[[ LISTED RECORDS open ]]
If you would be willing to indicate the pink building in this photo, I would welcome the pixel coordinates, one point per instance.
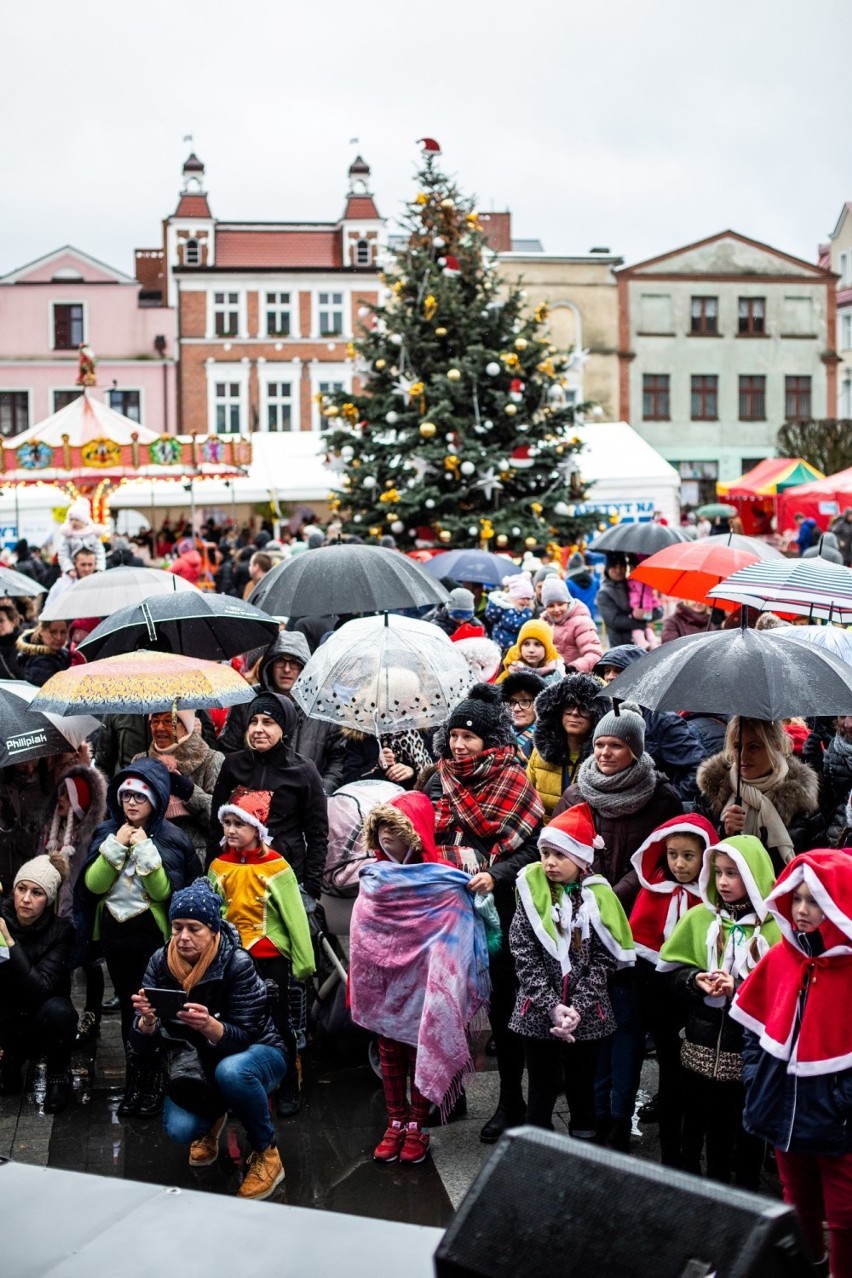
(49, 307)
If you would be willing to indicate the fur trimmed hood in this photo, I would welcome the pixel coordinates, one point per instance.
(796, 794)
(579, 690)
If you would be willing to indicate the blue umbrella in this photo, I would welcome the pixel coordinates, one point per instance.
(471, 566)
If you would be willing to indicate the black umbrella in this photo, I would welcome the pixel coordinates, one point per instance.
(208, 626)
(346, 579)
(638, 538)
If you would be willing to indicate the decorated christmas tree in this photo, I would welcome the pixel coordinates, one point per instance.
(461, 433)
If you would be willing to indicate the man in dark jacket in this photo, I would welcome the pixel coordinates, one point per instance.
(322, 743)
(669, 740)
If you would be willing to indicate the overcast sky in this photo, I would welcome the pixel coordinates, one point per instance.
(634, 124)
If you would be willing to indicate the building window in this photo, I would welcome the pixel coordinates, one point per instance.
(226, 315)
(331, 315)
(14, 412)
(704, 315)
(68, 325)
(751, 316)
(704, 399)
(753, 399)
(655, 398)
(279, 407)
(279, 322)
(797, 398)
(226, 401)
(127, 403)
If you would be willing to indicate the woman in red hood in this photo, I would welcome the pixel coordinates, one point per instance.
(797, 1054)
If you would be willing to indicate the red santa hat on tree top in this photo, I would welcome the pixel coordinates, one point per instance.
(251, 807)
(574, 833)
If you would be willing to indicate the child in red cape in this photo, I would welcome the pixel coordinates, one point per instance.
(796, 1008)
(668, 865)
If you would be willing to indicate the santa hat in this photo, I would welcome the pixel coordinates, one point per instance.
(251, 807)
(79, 795)
(574, 833)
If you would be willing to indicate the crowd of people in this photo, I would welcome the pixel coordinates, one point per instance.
(593, 874)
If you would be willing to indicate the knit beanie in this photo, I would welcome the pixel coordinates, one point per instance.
(460, 602)
(79, 795)
(627, 725)
(199, 902)
(251, 807)
(555, 591)
(42, 872)
(480, 712)
(520, 587)
(574, 833)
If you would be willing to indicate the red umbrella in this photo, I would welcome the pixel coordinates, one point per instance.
(689, 570)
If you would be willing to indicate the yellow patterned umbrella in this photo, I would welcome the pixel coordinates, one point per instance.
(138, 683)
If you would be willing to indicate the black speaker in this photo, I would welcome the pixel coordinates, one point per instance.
(549, 1205)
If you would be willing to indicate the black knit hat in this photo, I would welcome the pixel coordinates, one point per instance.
(482, 712)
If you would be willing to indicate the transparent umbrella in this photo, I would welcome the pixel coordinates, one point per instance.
(383, 675)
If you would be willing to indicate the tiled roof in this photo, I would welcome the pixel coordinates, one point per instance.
(192, 206)
(360, 207)
(248, 248)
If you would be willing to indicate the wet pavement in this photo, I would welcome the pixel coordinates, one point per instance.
(326, 1149)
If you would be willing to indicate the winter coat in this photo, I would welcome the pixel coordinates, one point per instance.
(613, 607)
(231, 991)
(38, 661)
(540, 982)
(576, 639)
(38, 965)
(176, 851)
(684, 621)
(194, 759)
(623, 835)
(298, 819)
(795, 798)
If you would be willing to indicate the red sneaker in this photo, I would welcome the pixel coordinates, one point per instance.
(391, 1143)
(415, 1147)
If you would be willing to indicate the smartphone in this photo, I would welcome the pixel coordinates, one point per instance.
(165, 1002)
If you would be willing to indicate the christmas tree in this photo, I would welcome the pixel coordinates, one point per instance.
(461, 433)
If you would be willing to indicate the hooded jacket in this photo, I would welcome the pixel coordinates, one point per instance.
(176, 851)
(316, 740)
(549, 769)
(298, 821)
(796, 799)
(669, 740)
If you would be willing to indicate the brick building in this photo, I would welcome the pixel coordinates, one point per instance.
(265, 309)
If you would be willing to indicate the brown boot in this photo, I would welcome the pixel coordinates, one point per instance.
(263, 1176)
(205, 1152)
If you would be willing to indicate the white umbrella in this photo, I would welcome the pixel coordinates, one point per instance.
(383, 675)
(104, 593)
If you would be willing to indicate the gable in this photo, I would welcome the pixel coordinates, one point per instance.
(67, 265)
(727, 253)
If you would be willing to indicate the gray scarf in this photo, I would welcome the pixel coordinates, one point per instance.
(622, 792)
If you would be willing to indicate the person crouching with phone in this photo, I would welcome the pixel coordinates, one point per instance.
(239, 1056)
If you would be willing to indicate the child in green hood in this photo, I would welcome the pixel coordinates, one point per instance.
(710, 952)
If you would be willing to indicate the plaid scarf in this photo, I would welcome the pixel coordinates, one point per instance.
(489, 798)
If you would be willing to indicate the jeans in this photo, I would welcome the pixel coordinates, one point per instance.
(244, 1081)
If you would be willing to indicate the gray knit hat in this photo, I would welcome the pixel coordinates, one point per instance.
(627, 725)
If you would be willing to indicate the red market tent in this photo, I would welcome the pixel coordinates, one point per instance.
(821, 500)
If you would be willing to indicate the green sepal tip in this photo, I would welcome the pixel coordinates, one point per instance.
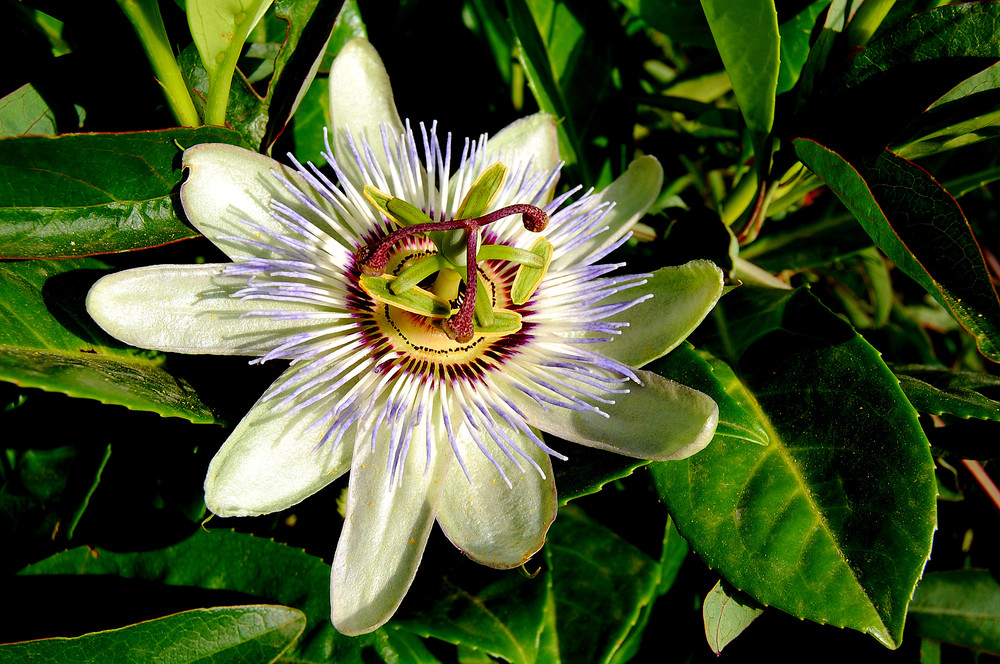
(396, 209)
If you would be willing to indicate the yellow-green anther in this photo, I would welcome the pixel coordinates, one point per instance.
(379, 199)
(481, 195)
(483, 192)
(416, 272)
(414, 300)
(527, 278)
(501, 252)
(484, 307)
(504, 322)
(407, 213)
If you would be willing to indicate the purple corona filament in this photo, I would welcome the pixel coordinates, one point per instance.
(374, 258)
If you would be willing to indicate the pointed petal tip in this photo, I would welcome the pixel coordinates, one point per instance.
(700, 440)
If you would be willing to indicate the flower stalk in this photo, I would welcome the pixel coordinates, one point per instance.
(148, 24)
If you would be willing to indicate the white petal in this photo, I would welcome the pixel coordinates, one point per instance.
(273, 460)
(384, 534)
(662, 420)
(186, 309)
(228, 186)
(488, 521)
(360, 100)
(533, 138)
(682, 297)
(633, 192)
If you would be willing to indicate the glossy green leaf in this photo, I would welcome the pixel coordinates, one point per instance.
(746, 34)
(593, 567)
(727, 612)
(222, 559)
(405, 647)
(681, 20)
(82, 194)
(48, 341)
(833, 519)
(938, 391)
(967, 114)
(588, 470)
(682, 296)
(796, 245)
(496, 612)
(315, 33)
(534, 57)
(246, 112)
(236, 634)
(738, 417)
(960, 607)
(23, 111)
(921, 229)
(939, 48)
(219, 30)
(221, 27)
(674, 552)
(795, 35)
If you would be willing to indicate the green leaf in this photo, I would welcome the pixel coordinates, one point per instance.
(738, 418)
(589, 469)
(746, 34)
(313, 112)
(674, 552)
(938, 391)
(727, 612)
(798, 244)
(236, 634)
(833, 519)
(921, 229)
(222, 559)
(47, 340)
(967, 114)
(682, 20)
(939, 48)
(497, 612)
(246, 112)
(593, 567)
(24, 111)
(795, 34)
(311, 117)
(316, 31)
(405, 647)
(219, 30)
(534, 57)
(960, 607)
(82, 194)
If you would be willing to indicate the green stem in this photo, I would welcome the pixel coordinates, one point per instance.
(148, 25)
(86, 499)
(222, 75)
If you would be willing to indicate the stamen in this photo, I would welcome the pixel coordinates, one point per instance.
(373, 258)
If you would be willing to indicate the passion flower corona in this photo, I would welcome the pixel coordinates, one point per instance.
(435, 319)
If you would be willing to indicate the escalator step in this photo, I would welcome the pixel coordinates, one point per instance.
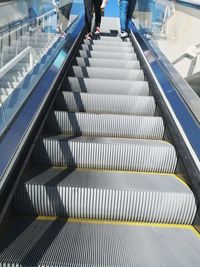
(108, 43)
(105, 125)
(112, 104)
(107, 48)
(31, 242)
(110, 73)
(106, 86)
(106, 153)
(106, 63)
(104, 54)
(105, 195)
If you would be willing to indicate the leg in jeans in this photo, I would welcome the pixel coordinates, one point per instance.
(123, 11)
(97, 9)
(131, 8)
(88, 14)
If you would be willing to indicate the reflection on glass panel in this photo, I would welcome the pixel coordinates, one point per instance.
(174, 27)
(27, 46)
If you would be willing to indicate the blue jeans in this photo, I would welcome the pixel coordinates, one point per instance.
(126, 9)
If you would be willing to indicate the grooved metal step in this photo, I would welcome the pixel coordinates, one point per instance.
(105, 195)
(108, 48)
(105, 125)
(32, 242)
(106, 153)
(104, 54)
(106, 63)
(108, 43)
(106, 86)
(110, 73)
(113, 104)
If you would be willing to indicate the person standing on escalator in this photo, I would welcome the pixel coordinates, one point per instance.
(126, 9)
(89, 4)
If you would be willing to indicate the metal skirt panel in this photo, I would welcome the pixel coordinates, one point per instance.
(138, 157)
(105, 204)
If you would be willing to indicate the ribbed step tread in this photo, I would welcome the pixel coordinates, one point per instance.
(106, 196)
(106, 86)
(105, 125)
(106, 63)
(110, 73)
(106, 153)
(114, 55)
(113, 38)
(112, 104)
(32, 242)
(107, 48)
(108, 43)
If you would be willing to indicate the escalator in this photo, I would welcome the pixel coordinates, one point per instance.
(101, 187)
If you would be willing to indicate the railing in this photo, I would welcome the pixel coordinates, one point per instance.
(37, 42)
(20, 37)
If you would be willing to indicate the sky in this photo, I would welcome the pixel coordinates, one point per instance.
(111, 9)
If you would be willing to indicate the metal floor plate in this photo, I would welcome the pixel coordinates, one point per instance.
(57, 243)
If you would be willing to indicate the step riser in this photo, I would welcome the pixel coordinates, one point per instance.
(104, 204)
(111, 87)
(121, 64)
(82, 72)
(105, 156)
(110, 104)
(114, 55)
(104, 125)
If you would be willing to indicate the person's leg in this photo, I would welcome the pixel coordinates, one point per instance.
(131, 8)
(88, 14)
(97, 10)
(123, 11)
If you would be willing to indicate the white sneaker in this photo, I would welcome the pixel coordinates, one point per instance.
(123, 34)
(97, 31)
(104, 3)
(148, 35)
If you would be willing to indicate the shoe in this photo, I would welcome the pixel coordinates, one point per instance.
(97, 31)
(123, 34)
(104, 3)
(63, 35)
(148, 35)
(88, 36)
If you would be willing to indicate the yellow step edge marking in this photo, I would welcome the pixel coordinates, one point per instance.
(122, 223)
(126, 172)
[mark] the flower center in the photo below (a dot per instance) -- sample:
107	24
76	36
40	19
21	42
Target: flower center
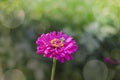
57	42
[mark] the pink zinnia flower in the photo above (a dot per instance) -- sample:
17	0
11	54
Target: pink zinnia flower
56	45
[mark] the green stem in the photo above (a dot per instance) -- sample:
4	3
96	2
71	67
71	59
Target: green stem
53	69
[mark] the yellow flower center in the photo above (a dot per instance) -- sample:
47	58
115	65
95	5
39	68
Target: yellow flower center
57	42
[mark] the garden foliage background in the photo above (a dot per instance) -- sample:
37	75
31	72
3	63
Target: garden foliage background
95	25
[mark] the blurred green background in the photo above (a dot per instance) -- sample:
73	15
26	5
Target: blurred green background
95	25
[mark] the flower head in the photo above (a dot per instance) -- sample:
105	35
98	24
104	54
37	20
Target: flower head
56	45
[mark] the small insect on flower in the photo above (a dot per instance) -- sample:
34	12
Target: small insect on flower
56	45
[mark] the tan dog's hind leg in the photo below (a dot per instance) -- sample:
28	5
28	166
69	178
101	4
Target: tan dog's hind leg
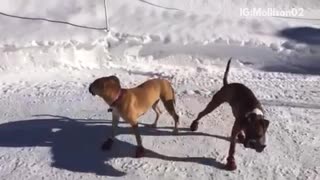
231	164
169	105
139	149
158	112
115	121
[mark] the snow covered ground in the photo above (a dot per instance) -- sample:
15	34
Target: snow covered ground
52	128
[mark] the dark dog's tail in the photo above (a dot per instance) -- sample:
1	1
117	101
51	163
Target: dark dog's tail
225	78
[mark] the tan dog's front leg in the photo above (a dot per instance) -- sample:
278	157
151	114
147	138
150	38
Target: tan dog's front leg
115	121
139	149
231	164
169	105
158	112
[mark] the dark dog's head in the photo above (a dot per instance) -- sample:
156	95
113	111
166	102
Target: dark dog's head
100	86
255	132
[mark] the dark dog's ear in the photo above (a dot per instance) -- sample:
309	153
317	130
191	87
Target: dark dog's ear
266	123
115	78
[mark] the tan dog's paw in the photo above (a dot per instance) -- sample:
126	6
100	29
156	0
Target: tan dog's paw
175	131
107	144
194	126
139	152
231	164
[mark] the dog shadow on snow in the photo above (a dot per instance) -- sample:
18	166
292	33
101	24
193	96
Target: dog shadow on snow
75	143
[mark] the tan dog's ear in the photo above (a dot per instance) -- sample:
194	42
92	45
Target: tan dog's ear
265	123
115	78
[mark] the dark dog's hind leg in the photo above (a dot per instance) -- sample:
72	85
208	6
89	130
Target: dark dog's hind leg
216	100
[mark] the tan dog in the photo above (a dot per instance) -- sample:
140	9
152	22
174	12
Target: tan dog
250	126
130	104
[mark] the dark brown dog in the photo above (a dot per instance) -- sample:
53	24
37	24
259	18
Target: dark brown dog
130	104
250	126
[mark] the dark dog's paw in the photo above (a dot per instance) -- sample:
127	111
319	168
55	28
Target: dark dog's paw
241	138
139	151
107	144
194	126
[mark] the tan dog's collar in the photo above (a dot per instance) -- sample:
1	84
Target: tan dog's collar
256	111
118	97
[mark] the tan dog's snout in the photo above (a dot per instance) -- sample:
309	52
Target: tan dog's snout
91	90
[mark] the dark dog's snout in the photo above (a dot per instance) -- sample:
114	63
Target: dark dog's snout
260	148
253	144
194	126
90	90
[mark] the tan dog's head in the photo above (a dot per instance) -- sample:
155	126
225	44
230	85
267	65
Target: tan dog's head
255	132
104	86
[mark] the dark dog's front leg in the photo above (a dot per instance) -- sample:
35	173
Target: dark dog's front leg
115	121
231	164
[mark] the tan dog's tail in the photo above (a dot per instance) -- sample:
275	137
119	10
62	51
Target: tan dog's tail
173	96
225	81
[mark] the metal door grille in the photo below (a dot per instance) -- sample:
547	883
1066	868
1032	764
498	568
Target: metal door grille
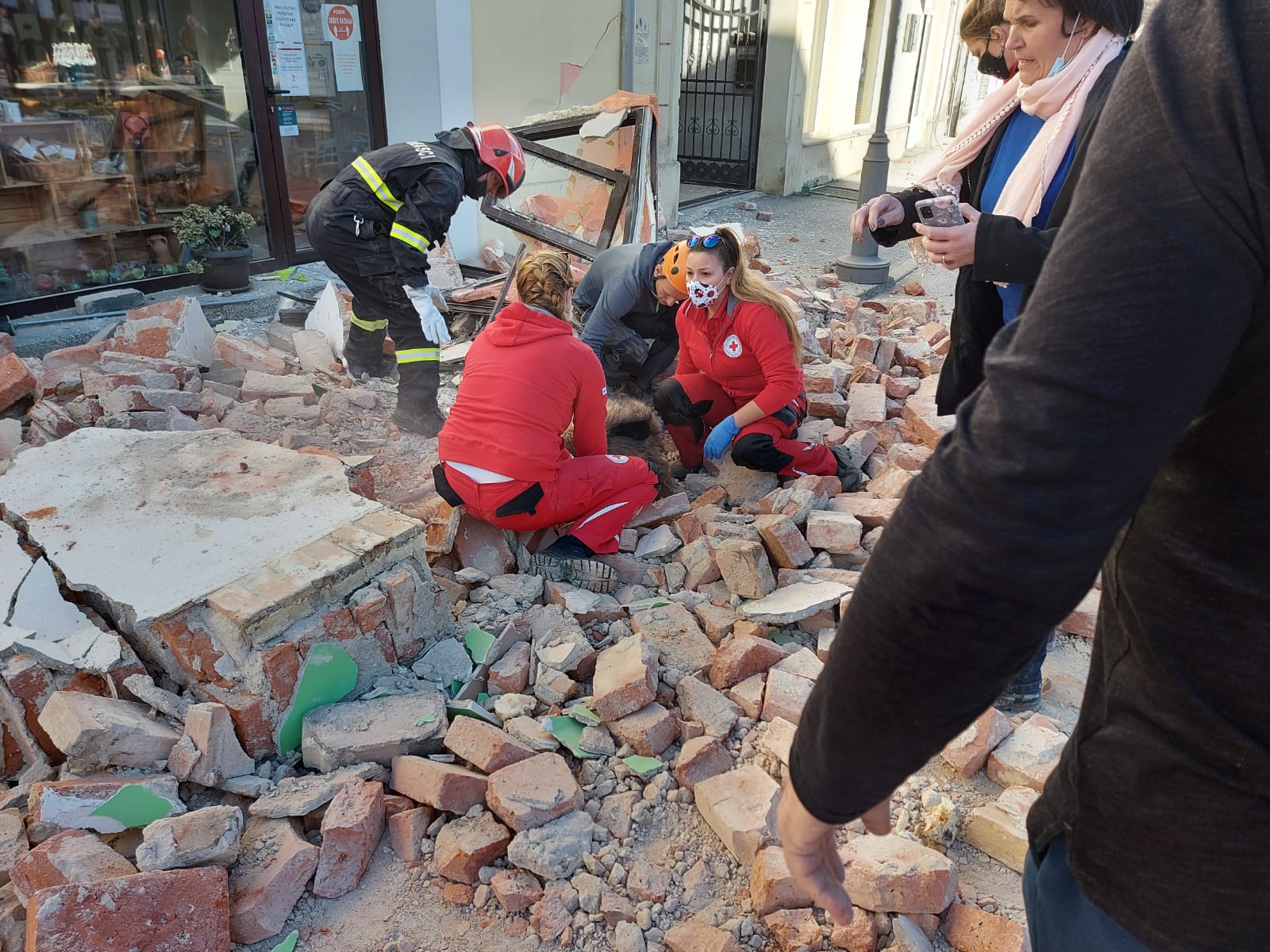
724	42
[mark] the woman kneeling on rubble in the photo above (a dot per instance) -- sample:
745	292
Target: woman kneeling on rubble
525	381
740	378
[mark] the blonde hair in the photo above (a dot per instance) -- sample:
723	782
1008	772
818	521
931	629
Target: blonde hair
544	279
979	17
747	285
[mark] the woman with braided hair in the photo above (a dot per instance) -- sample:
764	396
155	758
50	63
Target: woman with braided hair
1019	162
527	380
1014	171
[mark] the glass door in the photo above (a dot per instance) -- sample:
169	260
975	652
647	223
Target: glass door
319	101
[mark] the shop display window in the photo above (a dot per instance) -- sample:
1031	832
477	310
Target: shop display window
114	118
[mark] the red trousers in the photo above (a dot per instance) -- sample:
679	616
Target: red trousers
598	494
694	404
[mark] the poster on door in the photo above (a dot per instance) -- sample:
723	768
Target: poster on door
292	69
283	18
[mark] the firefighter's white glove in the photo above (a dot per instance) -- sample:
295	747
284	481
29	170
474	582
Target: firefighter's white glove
429	302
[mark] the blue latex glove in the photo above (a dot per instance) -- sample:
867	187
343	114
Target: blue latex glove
721	438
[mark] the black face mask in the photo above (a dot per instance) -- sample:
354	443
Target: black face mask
992	65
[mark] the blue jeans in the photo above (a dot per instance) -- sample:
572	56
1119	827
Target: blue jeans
1026	682
1060	917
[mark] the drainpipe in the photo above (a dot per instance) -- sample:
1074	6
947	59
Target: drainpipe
626	79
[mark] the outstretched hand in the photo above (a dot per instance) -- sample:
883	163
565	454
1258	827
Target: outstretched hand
[[ LISTED RECORDS closed ]]
TASK DESCRIPTION:
Scan the material line by line and report each one that contains "below".

ANSWER FOR THIS EXERCISE:
[mark] the flower center in the photo below (a dot per instance) -- sample:
[mark] the tan dog's hind leg in the photo below (a dot per instance) -- sample:
[mark] the metal door grille in the photo below (a dot per instance) -- sample:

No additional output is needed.